What needs to be done
Render every line of the records from the one containing "Where can you see the bus rear" down to the one containing "Where can you see the curb", both included, as a numbered list with blank lines omitted.

Extracted material
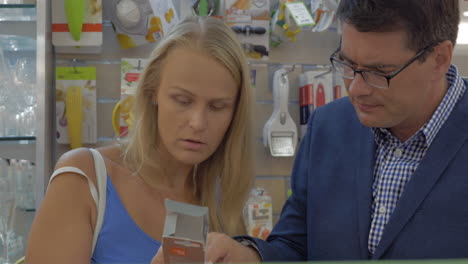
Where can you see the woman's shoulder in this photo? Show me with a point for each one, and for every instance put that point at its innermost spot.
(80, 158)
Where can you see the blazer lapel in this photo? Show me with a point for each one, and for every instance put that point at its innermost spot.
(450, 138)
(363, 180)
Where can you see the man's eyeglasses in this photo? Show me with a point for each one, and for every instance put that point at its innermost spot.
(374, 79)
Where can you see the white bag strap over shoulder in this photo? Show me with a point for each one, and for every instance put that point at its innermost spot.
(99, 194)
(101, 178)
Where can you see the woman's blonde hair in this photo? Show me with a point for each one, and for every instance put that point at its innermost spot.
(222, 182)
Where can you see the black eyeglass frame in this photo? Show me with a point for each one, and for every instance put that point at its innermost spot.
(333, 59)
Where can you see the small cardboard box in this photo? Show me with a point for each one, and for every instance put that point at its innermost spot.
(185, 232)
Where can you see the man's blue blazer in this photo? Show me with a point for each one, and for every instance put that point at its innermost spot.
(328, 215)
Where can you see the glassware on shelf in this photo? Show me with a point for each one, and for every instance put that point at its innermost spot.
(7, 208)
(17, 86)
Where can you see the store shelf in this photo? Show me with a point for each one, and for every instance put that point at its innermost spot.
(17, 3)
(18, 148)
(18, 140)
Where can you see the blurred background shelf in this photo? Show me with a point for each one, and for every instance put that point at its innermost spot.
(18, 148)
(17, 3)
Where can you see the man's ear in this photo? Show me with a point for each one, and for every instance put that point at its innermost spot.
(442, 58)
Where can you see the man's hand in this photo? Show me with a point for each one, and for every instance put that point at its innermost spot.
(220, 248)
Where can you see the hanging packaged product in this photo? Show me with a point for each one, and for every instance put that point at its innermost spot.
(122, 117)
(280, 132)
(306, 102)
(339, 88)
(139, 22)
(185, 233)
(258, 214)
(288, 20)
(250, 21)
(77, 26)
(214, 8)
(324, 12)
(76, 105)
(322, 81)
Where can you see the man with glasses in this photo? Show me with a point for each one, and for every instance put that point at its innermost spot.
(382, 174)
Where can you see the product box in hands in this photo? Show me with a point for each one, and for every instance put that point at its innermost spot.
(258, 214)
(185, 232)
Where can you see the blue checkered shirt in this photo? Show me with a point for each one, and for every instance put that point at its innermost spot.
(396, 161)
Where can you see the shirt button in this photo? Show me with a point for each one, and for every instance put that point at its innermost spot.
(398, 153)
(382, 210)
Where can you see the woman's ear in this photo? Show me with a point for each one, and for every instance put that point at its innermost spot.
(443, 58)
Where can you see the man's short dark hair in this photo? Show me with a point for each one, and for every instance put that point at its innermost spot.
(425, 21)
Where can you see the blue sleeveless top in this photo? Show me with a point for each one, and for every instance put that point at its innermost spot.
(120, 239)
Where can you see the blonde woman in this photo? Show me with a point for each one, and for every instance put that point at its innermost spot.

* * *

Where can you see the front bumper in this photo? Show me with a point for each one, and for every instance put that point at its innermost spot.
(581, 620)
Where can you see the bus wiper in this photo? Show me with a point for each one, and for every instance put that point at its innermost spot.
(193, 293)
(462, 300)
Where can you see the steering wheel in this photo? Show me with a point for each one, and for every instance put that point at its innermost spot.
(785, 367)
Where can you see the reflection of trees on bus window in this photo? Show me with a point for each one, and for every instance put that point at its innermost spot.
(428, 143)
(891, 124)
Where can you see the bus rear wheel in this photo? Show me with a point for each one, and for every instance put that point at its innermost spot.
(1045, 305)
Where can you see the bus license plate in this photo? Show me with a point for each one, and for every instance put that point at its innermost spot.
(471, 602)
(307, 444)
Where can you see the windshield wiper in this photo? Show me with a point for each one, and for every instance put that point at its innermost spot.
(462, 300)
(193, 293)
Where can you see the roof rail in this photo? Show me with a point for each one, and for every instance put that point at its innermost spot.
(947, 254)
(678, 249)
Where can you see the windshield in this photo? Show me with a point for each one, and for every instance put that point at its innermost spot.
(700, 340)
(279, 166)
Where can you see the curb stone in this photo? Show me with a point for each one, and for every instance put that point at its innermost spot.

Output for this task
1. Where can you see the bus rear wheel in this photo? Show me with a point for each one, and for every instance put that point at its innermost spot.
2. (1045, 305)
3. Where can you see the bus license plate in this photo? Show me with a point for each one, and for every instance put that point at its innermost spot.
4. (471, 602)
5. (307, 444)
6. Where can you see the windshield wiper in this photo? Show me with a point for each one, and for every instance put that point at its innermost spot.
7. (462, 300)
8. (193, 293)
9. Where can you see the roof rail in this photo? Show me with a point for each one, and for every instance put that point at its innermost spot.
10. (947, 254)
11. (678, 249)
12. Where can you see the windshield in this photo? Show me with a point for each one, and for every instance put that point at its innermost spot.
13. (700, 340)
14. (279, 166)
15. Where can you see the curb stone in this photo? Show me with a point for each one, and for every instance put that point at its innermost spot.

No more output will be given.